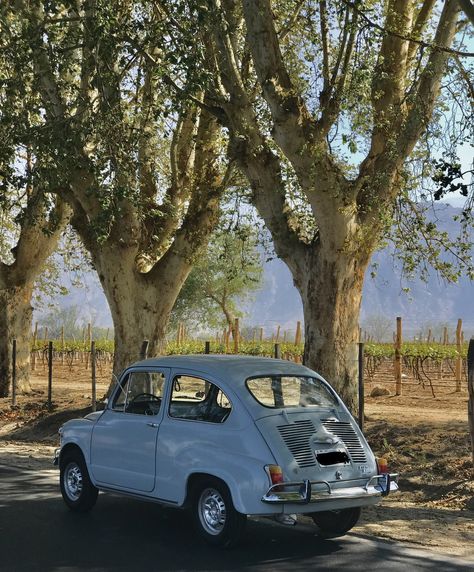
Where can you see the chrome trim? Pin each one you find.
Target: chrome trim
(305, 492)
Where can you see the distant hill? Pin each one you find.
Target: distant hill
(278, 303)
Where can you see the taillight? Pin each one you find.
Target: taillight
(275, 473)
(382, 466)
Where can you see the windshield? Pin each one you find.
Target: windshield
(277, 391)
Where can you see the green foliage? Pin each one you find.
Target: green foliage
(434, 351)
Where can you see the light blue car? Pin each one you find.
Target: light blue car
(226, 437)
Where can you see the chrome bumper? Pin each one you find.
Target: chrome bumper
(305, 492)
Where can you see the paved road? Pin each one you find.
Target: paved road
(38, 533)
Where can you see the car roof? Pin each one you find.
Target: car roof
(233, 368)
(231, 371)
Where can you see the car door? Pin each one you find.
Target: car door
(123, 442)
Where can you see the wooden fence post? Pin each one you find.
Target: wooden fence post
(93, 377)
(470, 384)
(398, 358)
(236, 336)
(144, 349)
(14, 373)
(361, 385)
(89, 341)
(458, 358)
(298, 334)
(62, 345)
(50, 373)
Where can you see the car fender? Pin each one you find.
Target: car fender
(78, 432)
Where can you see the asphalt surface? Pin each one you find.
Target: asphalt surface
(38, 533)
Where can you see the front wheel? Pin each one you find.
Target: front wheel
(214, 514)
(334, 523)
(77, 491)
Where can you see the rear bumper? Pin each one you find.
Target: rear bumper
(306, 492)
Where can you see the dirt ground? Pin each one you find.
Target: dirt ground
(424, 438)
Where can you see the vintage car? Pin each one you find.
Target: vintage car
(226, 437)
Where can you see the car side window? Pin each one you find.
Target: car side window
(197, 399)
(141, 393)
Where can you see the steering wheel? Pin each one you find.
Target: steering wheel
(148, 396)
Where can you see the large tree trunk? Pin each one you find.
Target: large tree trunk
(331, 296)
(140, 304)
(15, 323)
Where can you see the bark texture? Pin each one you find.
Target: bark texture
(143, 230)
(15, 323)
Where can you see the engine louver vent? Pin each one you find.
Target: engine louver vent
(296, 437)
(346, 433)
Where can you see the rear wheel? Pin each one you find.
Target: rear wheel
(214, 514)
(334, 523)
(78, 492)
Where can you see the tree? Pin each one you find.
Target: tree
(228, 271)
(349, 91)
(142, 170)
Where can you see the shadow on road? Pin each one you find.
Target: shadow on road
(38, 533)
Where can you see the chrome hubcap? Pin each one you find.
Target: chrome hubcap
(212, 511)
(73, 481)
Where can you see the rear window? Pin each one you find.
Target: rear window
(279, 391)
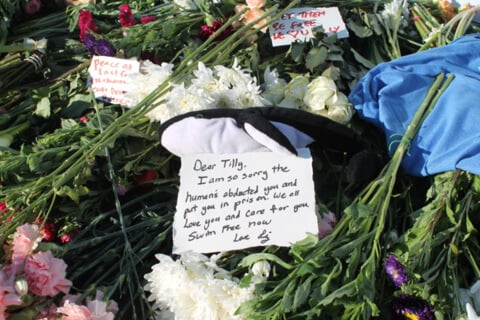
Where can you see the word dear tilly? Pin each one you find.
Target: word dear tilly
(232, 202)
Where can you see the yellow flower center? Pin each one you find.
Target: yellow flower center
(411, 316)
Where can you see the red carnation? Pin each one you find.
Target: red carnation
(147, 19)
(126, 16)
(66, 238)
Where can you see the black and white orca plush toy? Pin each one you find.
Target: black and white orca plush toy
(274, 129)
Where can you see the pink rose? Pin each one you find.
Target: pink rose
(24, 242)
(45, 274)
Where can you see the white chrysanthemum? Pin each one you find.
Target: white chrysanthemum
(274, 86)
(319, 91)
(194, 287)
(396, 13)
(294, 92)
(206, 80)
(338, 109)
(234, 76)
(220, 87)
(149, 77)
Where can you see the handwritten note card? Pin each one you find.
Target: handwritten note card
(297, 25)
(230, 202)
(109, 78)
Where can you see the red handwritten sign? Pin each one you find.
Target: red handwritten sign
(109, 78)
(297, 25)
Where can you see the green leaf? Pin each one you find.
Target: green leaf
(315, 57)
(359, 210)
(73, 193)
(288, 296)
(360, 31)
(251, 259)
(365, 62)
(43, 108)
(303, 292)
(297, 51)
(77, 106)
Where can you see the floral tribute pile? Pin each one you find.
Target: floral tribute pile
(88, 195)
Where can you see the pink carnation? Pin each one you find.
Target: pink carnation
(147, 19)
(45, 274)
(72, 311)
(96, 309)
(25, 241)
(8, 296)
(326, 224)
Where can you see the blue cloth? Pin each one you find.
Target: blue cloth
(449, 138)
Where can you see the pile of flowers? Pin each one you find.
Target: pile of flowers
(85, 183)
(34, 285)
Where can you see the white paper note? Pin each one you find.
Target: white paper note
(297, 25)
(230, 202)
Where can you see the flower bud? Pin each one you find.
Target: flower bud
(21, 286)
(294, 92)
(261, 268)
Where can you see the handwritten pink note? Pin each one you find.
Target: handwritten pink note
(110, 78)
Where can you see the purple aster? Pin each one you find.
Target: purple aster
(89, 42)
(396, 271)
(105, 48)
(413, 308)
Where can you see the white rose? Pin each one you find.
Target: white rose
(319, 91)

::::::::::

WORK TO DO: Output as a JSON list of strings the lines from the one holding "Where can you see the purple" through the end of the rows above, inclusive, with one string per line and blank lines left out.

TASK RESPONSE:
[
  "Where can you see the purple aster? Pin each one you find.",
  "Target: purple aster",
  "(89, 42)",
  "(396, 271)",
  "(105, 48)",
  "(413, 308)",
  "Where can you see the white rose? Pin each one you find.",
  "Target: white rose",
  "(319, 91)"
]